* TASK OBJECTIVE *
Find every line in the items below that contains the word "woman" and copy each of those lines.

* EXCERPTED DATA *
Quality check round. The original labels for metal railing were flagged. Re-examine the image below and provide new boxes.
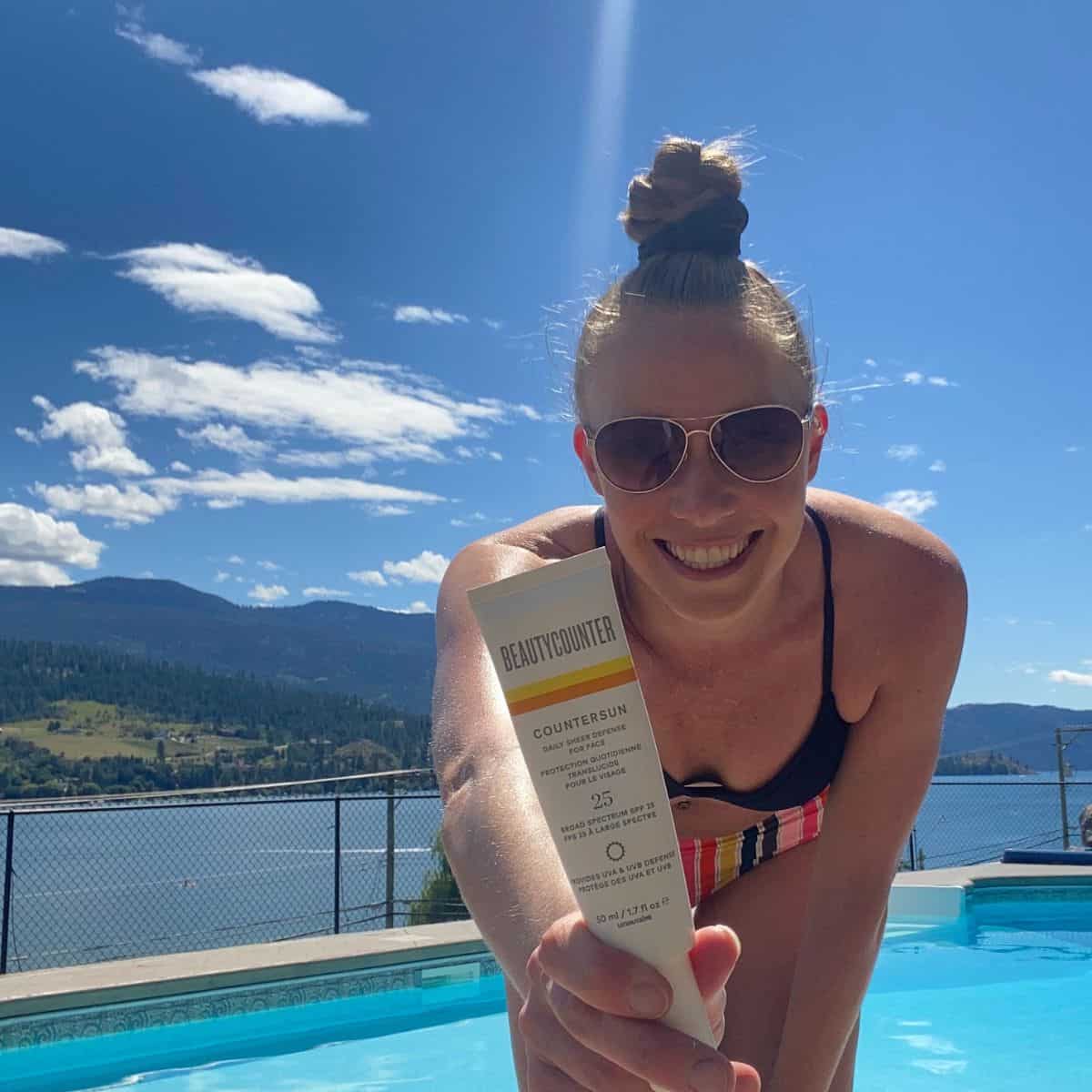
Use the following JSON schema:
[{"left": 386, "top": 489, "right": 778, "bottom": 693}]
[
  {"left": 0, "top": 770, "right": 459, "bottom": 974},
  {"left": 0, "top": 770, "right": 1092, "bottom": 974},
  {"left": 902, "top": 776, "right": 1092, "bottom": 869}
]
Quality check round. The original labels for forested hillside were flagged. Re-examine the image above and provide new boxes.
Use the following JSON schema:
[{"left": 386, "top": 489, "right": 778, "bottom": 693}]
[{"left": 0, "top": 640, "right": 430, "bottom": 797}]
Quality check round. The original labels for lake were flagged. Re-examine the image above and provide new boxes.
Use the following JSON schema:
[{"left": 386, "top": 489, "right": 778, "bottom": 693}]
[{"left": 0, "top": 771, "right": 1092, "bottom": 971}]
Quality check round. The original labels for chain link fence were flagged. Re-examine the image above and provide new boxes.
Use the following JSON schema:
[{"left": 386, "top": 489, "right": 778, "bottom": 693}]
[
  {"left": 903, "top": 777, "right": 1092, "bottom": 869},
  {"left": 0, "top": 771, "right": 454, "bottom": 973},
  {"left": 0, "top": 770, "right": 1092, "bottom": 973}
]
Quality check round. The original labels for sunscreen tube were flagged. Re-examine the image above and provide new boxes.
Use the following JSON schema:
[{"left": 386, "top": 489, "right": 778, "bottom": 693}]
[{"left": 468, "top": 547, "right": 716, "bottom": 1048}]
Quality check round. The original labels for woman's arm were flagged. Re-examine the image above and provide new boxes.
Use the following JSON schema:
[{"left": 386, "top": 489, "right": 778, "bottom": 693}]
[{"left": 763, "top": 533, "right": 966, "bottom": 1092}]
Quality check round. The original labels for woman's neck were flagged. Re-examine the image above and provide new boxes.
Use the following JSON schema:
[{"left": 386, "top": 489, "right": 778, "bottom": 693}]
[{"left": 612, "top": 555, "right": 796, "bottom": 677}]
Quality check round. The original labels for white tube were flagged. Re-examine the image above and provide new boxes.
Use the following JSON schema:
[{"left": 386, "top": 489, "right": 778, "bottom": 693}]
[{"left": 469, "top": 547, "right": 716, "bottom": 1048}]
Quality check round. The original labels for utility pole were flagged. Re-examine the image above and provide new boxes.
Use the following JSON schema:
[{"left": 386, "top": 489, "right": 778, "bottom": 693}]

* IN RESPONSE *
Quality check round. The original labels for woman's arm were flagged. Re-examine the image above and provide new boxes.
Quality check round. The original labels for woman's neck were flagged. Re-examine the image above and provide new boxes.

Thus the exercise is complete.